--- Begin ---
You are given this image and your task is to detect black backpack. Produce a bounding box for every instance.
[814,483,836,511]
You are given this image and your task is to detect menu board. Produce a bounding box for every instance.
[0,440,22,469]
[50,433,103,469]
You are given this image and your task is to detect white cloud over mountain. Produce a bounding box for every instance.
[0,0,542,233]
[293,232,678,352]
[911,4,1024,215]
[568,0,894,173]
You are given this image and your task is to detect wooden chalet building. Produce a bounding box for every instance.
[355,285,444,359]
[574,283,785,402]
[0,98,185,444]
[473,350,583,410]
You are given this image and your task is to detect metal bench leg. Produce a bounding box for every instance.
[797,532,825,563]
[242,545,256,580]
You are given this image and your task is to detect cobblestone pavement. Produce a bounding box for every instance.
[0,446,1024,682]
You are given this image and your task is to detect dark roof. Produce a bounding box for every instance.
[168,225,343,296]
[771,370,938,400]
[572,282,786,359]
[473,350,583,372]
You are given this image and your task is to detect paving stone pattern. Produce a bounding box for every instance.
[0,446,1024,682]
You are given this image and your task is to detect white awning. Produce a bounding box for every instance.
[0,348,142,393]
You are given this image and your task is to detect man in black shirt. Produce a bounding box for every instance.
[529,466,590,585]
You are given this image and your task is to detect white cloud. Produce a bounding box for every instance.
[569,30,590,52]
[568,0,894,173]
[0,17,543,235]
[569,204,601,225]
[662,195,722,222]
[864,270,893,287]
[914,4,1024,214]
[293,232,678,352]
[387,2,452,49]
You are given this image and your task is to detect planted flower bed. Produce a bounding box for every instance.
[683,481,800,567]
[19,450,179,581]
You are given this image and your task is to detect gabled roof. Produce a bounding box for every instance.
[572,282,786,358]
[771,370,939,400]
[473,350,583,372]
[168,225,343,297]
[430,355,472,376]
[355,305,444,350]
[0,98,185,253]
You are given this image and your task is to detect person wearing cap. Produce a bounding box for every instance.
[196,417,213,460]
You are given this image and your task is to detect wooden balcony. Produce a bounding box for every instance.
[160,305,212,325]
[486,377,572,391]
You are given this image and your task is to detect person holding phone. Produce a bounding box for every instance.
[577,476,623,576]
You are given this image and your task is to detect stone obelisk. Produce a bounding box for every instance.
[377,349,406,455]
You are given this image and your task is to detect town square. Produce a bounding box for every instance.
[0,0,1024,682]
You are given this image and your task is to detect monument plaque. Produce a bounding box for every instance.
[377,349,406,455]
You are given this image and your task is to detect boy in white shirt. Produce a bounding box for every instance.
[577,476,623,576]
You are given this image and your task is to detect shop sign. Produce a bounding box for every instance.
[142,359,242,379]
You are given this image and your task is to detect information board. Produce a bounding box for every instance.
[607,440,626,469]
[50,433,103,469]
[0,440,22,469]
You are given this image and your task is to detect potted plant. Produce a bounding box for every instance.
--- End ---
_Work instructions:_ Rescale the data from the line with "to detect dark" up to and including the line with "[529,466,590,585]", and write all of those lines out again, requests included. Multiply every bounding-box coordinate in the answers by 2.35 and round each to a whole number, halves rounding up.

_Exercise result:_
You are given this image and your task is to detect dark roof. Produce a bounding box for every instance.
[395,529,806,696]
[1812,870,2204,940]
[1344,663,1847,844]
[1112,823,1370,874]
You are given this image and your task is to detect paving stone pattern. Produce a bounding box for every instance.
[0,1048,2406,1603]
You are given this image and your task is to detect white awning. Produce a bounding box for every instance.
[0,818,334,924]
You are given this image and your task is to detect man in black shirt. Produce a bounding box for every instance.
[1243,1095,1387,1375]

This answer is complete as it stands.